### PROBLEM TO SOLVE
In the leadership text below:
(a) Which interview series does this entry conclude?
(b) Which two things do Tim Babineau and Kim Adelman say are inextricably linked?
(c) What does the text call a mistake?

### TEXT
◆ ◆ ◆ ◆ ◆

Leadership in Action: Prioritizing Safety Starts at the Top
To say hospital executives are constantly managing competing priorities is a bit of an understatement. Overseeing institutions that provide lifesaving care every day while trying to address staffing shortages, support their communities, resolve financial challenges, and keep their staff productive and happy is a daunting prospect. It’s little wonder that embarking on a new patient safety initiative or trying to improve quality rankings isn’t high on many leaders’ list of priorities.
But to perceive quality and safety as somehow distinct from a hospital’s fundamental mission and overall financial health is a mistake.
In the final entry of our interview series on healthcare quality and safety, ECG’s Tim Babineau, MD, and Kim Adelman, PhD, explain why patient safety and the hospital’s bottom line are inextricably linked—and why it’s up to leadership to make quality a top priority.
Is quality and safety a priority for the C-suite?

◆ ◆ ◆ ◆ ◆

### Stored entries
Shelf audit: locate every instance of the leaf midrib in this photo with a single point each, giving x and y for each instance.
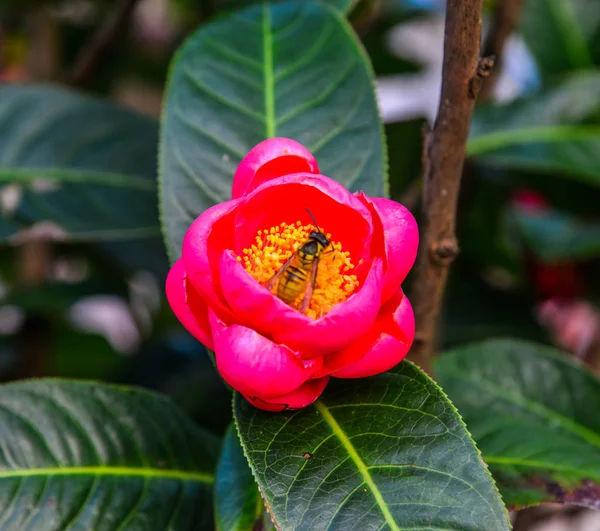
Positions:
(362, 468)
(268, 73)
(121, 471)
(529, 405)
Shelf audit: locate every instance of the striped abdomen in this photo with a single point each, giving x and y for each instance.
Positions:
(293, 280)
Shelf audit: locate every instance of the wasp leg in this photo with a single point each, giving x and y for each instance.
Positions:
(271, 284)
(311, 286)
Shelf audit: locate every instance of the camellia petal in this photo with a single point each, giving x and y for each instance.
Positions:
(205, 240)
(382, 347)
(254, 365)
(188, 306)
(397, 236)
(286, 199)
(271, 158)
(259, 309)
(304, 396)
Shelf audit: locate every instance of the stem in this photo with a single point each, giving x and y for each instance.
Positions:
(443, 157)
(101, 44)
(506, 18)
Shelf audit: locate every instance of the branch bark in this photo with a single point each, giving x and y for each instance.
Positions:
(506, 18)
(101, 44)
(443, 157)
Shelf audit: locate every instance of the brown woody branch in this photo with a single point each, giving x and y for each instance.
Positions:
(505, 20)
(443, 157)
(101, 44)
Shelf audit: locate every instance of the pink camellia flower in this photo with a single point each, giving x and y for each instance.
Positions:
(358, 323)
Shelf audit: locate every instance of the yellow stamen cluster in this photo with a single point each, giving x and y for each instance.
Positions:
(272, 247)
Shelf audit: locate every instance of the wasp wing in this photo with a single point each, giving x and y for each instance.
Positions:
(271, 284)
(312, 280)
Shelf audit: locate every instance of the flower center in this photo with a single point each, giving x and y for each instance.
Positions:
(273, 247)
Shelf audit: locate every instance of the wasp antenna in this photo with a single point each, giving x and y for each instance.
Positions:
(314, 220)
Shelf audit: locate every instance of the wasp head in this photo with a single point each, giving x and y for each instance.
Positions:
(319, 237)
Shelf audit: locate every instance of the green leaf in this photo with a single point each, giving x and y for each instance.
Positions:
(545, 132)
(83, 168)
(343, 6)
(77, 455)
(534, 415)
(475, 310)
(292, 70)
(554, 236)
(386, 452)
(559, 33)
(238, 505)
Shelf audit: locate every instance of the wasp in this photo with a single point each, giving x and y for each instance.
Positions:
(299, 272)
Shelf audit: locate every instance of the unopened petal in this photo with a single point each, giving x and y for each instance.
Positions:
(256, 366)
(304, 396)
(382, 347)
(271, 158)
(187, 305)
(206, 239)
(396, 237)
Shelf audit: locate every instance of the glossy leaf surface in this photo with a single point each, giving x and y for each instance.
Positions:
(341, 5)
(238, 505)
(387, 452)
(534, 415)
(292, 70)
(75, 168)
(91, 456)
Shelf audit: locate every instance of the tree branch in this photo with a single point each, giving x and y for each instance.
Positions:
(506, 18)
(101, 44)
(443, 157)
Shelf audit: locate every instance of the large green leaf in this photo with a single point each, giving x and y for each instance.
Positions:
(559, 33)
(83, 168)
(238, 505)
(293, 70)
(79, 455)
(534, 415)
(387, 452)
(546, 132)
(341, 5)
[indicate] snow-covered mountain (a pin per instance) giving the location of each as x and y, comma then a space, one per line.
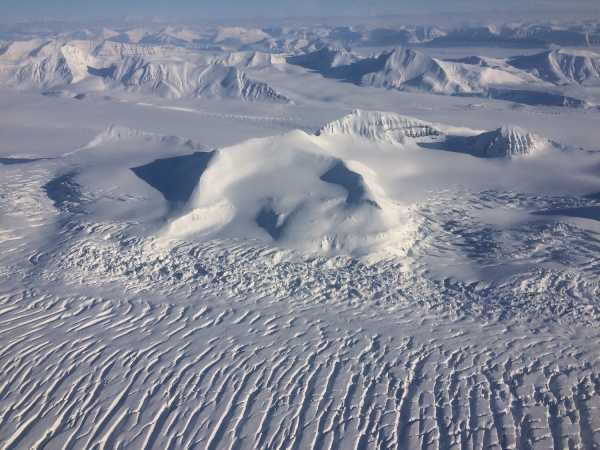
561, 66
153, 70
505, 142
379, 126
182, 79
385, 127
408, 69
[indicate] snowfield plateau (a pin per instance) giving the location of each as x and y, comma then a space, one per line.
300, 237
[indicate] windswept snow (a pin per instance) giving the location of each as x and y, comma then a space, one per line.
284, 241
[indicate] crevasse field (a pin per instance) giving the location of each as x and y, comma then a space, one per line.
300, 237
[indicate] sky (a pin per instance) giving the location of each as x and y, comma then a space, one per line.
213, 9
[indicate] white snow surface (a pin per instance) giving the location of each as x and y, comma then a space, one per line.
330, 265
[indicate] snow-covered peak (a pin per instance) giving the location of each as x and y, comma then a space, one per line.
561, 66
250, 59
508, 142
379, 126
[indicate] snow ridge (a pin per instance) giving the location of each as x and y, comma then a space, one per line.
379, 126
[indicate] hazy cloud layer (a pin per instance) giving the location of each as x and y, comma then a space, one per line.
202, 9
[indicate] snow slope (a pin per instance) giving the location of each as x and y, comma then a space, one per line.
561, 66
163, 71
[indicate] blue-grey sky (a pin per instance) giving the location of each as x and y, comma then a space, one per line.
200, 9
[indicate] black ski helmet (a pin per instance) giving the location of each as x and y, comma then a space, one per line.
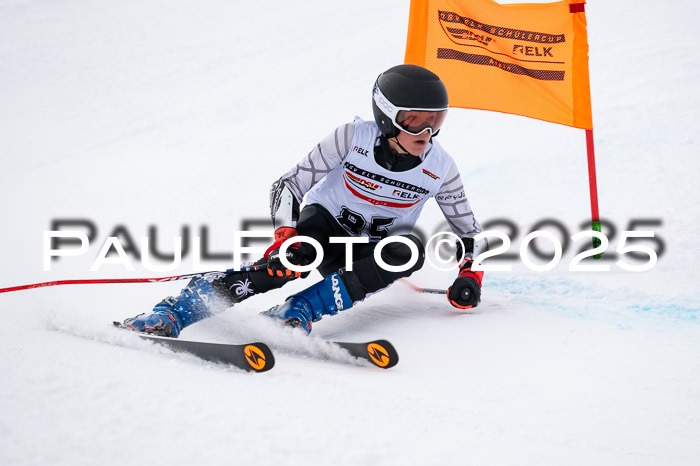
407, 86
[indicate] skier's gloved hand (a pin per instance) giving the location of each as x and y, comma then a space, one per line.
296, 254
465, 292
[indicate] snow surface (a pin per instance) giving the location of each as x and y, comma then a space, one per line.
172, 113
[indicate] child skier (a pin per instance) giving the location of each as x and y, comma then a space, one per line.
367, 179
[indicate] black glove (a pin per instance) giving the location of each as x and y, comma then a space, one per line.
297, 254
465, 292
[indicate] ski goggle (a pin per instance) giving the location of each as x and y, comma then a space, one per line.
409, 120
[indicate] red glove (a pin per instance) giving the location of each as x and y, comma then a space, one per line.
465, 292
295, 254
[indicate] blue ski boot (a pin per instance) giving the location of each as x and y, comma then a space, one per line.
326, 297
171, 315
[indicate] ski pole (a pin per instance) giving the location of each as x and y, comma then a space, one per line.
251, 268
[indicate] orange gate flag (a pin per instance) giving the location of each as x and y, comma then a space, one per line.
527, 59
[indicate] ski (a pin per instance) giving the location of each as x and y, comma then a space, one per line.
253, 357
381, 353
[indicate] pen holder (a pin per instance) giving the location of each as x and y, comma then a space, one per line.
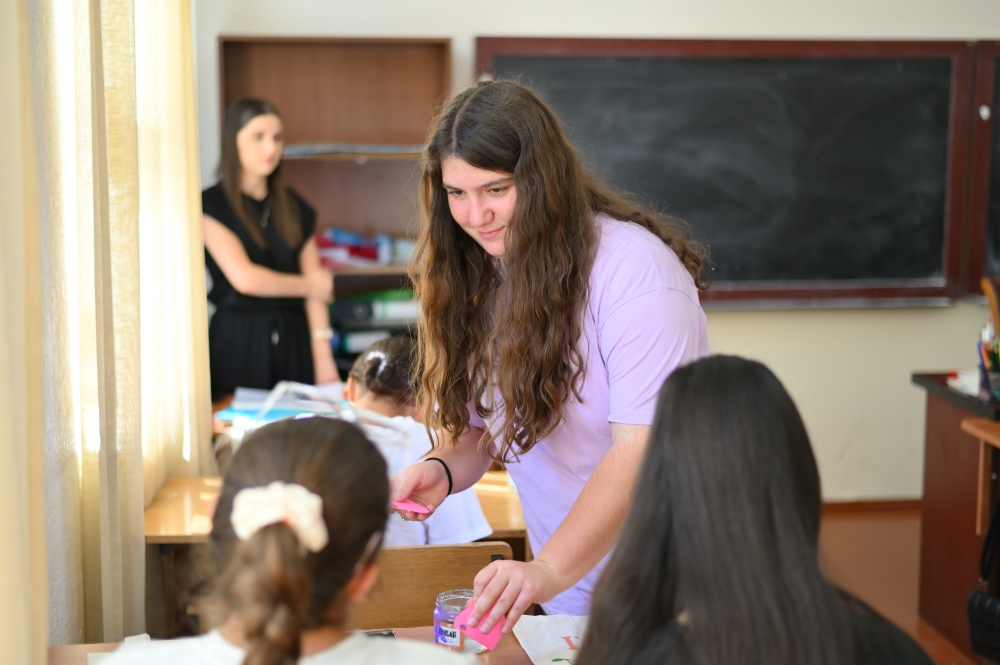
994, 381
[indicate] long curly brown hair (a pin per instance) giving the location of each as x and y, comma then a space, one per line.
513, 326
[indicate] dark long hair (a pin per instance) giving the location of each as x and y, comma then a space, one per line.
284, 212
524, 326
724, 528
265, 581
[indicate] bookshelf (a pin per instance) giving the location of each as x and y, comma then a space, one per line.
356, 113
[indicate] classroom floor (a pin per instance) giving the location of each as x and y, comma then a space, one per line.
875, 554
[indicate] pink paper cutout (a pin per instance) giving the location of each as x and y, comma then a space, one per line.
412, 506
488, 640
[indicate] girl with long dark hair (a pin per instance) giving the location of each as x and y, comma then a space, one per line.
552, 310
271, 294
717, 561
293, 546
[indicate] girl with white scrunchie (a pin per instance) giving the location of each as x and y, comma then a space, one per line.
293, 544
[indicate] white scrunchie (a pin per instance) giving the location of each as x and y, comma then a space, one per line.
294, 505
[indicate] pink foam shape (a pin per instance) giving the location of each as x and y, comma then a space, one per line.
411, 506
488, 640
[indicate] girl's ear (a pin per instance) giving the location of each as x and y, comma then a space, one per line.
359, 586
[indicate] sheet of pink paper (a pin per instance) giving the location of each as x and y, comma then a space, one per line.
488, 640
412, 506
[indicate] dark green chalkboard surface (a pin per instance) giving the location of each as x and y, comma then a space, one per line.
809, 175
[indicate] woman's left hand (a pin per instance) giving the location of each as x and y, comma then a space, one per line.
510, 588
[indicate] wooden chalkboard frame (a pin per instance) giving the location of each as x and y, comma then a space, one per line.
813, 293
986, 56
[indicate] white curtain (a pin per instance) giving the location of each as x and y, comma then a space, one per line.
124, 369
22, 509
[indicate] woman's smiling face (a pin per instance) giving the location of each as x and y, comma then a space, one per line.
482, 202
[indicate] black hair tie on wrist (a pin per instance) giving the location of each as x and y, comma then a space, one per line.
446, 470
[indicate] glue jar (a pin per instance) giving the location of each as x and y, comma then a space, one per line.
449, 605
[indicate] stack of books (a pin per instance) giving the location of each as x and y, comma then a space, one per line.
339, 248
360, 322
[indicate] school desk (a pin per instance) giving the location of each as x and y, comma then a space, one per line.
951, 533
508, 651
181, 512
181, 515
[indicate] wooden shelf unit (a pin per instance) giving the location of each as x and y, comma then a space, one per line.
356, 113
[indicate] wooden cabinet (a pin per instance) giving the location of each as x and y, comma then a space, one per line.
356, 114
949, 543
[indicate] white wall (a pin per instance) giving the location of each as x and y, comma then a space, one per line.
848, 370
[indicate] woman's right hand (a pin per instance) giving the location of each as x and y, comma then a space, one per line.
320, 285
424, 482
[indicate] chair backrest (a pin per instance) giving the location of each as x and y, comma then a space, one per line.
411, 578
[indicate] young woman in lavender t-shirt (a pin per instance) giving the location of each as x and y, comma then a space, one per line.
549, 325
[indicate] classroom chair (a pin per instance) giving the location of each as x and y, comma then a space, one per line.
411, 578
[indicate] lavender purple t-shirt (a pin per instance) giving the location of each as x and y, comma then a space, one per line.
643, 319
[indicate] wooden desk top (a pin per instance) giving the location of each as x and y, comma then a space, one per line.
182, 510
937, 384
983, 429
508, 651
501, 507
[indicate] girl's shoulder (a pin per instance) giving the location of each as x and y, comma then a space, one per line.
631, 261
210, 648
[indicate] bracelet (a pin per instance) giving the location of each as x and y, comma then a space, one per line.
446, 470
322, 334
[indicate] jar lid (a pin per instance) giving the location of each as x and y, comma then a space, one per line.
455, 600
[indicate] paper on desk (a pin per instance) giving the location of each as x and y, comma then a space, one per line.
551, 639
252, 399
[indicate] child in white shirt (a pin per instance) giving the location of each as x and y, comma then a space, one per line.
379, 383
293, 544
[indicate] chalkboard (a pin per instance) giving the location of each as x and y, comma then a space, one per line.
805, 176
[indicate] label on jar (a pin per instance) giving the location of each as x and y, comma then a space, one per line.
449, 636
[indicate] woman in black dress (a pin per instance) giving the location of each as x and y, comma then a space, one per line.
270, 291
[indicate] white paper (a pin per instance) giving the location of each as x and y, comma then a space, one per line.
551, 639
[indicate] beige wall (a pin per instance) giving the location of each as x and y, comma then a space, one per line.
849, 369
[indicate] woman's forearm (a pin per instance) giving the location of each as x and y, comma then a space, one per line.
592, 525
254, 280
324, 367
464, 456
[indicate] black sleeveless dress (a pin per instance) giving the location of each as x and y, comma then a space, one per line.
257, 342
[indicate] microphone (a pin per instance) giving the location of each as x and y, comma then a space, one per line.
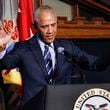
74, 61
68, 56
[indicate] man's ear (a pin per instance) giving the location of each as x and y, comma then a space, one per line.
35, 25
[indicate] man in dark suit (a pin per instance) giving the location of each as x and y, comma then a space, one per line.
30, 56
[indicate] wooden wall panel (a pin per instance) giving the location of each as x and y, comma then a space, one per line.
80, 28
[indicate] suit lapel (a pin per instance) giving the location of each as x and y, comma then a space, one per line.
59, 58
36, 50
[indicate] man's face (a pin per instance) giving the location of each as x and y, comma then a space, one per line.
47, 26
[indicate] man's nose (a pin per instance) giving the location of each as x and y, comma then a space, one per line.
49, 30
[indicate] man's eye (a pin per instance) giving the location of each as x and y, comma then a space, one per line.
44, 27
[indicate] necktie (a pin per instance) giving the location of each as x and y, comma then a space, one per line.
48, 60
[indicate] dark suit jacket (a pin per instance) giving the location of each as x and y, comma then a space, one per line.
28, 57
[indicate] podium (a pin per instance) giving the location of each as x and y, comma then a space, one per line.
64, 97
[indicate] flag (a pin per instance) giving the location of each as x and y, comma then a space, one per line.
25, 19
17, 17
9, 10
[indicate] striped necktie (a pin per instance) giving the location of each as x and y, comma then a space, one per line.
48, 60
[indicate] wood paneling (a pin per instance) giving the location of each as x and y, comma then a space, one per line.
81, 28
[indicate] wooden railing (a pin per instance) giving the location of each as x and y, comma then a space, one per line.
81, 28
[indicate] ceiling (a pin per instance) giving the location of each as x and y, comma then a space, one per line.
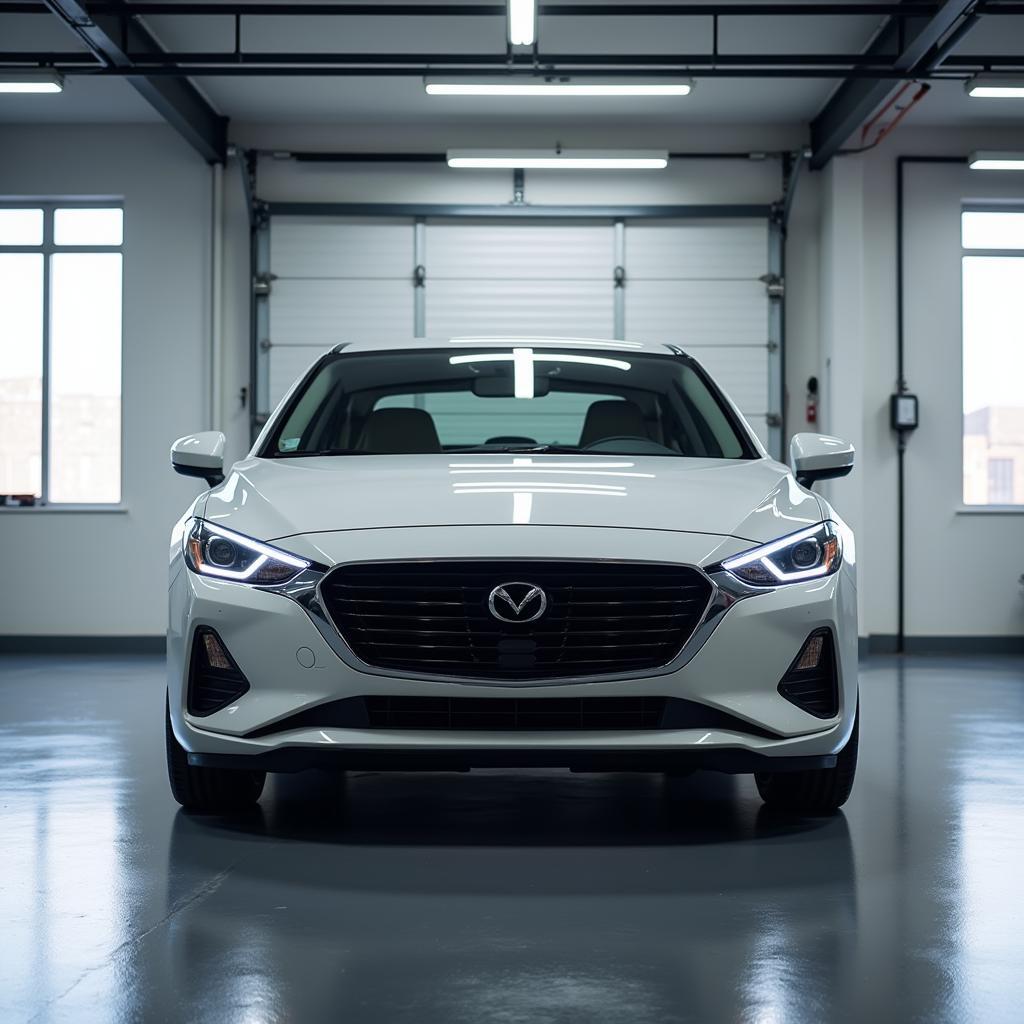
375, 100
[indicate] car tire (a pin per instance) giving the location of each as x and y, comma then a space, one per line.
816, 792
208, 791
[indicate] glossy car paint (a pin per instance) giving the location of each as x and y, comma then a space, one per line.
666, 509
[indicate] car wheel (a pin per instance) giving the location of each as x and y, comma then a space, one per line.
817, 791
210, 791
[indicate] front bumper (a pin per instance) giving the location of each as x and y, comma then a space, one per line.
736, 670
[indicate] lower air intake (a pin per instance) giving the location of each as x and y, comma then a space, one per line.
214, 679
811, 682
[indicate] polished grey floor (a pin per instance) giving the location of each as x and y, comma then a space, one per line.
511, 896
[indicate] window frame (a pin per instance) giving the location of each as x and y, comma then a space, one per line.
48, 248
992, 206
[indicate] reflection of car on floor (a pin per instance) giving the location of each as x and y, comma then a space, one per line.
511, 552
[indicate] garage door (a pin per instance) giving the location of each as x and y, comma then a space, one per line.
694, 284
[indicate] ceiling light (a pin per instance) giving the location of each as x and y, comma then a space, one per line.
642, 160
522, 23
558, 86
31, 81
995, 87
993, 160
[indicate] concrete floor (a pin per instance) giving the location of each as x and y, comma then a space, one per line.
511, 896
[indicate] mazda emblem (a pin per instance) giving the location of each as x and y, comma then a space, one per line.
517, 602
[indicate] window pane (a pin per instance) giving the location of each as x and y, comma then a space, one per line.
993, 230
20, 227
993, 380
20, 373
85, 378
88, 227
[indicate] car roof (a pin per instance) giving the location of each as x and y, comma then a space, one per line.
505, 341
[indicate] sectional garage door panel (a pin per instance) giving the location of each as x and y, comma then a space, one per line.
696, 284
327, 311
692, 313
696, 250
578, 308
290, 363
311, 247
740, 372
519, 252
759, 424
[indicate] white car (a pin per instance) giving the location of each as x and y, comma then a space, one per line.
486, 552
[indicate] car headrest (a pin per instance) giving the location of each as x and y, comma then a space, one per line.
612, 418
393, 431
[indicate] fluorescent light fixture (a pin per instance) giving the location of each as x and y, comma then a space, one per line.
522, 23
642, 160
31, 81
558, 85
995, 87
993, 160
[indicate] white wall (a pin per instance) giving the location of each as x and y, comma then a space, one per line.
962, 568
104, 572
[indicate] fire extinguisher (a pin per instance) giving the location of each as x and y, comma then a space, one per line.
812, 399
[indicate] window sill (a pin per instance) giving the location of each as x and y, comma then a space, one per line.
32, 509
989, 510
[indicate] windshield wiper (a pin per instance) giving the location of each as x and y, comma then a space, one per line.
519, 449
325, 452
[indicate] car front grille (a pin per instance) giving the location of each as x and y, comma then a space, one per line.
433, 616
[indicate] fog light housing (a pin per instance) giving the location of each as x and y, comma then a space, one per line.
811, 681
214, 679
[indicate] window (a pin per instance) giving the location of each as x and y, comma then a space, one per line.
60, 272
993, 355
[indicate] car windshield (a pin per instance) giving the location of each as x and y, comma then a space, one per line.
520, 398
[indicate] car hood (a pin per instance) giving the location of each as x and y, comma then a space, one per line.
272, 499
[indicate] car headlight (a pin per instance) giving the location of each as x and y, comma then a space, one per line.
214, 551
805, 555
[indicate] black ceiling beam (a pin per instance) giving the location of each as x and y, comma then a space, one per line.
384, 9
256, 71
907, 43
111, 38
589, 65
492, 65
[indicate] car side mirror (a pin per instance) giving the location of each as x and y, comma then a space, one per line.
818, 457
200, 455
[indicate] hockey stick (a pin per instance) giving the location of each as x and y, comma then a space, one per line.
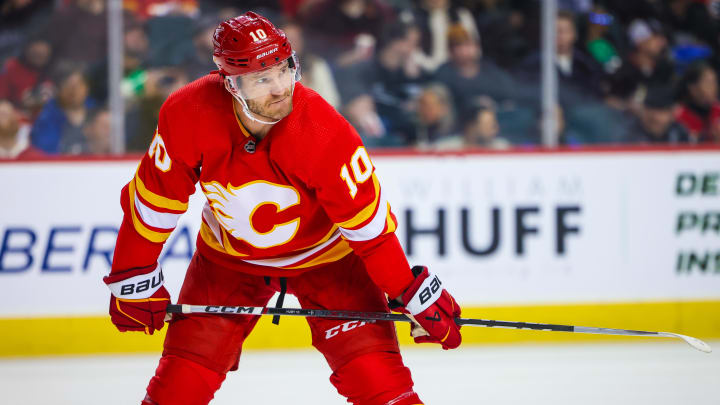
386, 316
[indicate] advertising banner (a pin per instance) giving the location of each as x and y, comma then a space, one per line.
500, 229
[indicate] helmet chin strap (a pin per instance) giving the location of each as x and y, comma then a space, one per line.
246, 109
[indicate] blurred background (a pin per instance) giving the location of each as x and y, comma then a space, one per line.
554, 161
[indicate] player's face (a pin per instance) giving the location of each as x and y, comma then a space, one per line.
268, 92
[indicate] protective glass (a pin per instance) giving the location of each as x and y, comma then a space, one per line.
274, 80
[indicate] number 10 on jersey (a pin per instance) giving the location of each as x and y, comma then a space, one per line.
361, 170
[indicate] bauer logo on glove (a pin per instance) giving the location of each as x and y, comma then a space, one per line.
432, 309
138, 300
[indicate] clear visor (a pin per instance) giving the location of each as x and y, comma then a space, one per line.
276, 80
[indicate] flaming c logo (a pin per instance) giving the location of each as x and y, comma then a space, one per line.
233, 207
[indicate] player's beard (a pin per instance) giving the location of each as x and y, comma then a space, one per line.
267, 109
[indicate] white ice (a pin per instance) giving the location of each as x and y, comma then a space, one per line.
655, 373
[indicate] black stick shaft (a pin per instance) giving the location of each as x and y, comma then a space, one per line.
387, 316
351, 315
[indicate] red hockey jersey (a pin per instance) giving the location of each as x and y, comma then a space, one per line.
304, 195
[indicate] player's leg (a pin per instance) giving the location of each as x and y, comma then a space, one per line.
200, 349
364, 357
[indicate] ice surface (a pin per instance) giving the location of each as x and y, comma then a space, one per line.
656, 373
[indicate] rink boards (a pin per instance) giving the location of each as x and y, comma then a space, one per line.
614, 238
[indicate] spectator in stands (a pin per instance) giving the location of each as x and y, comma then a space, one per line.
604, 122
95, 136
700, 109
470, 77
64, 116
434, 18
135, 60
579, 75
142, 120
78, 33
20, 19
14, 134
316, 72
656, 123
344, 31
483, 130
598, 41
436, 118
502, 26
378, 94
648, 62
23, 79
170, 34
200, 64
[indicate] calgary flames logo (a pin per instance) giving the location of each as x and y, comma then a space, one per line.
234, 207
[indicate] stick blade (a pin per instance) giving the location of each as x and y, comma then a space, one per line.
693, 342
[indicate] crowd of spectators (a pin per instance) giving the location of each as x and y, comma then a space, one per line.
406, 73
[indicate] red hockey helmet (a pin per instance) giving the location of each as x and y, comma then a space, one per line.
249, 43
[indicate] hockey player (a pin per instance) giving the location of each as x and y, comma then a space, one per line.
293, 204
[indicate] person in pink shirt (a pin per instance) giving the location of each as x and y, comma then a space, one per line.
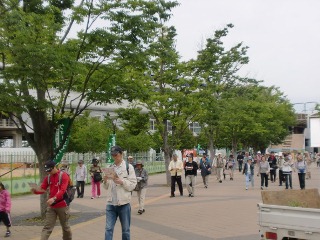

◆ ◆ ◆ ◆ ◆

### SOLUTION TO THE PROBLEM
(a) ECG's interview series on healthcare quality and safety.
(b) Patient safety and the hospital's bottom line.
(c) Perceiving quality and safety as distinct from a hospital's fundamental mission and overall financial health.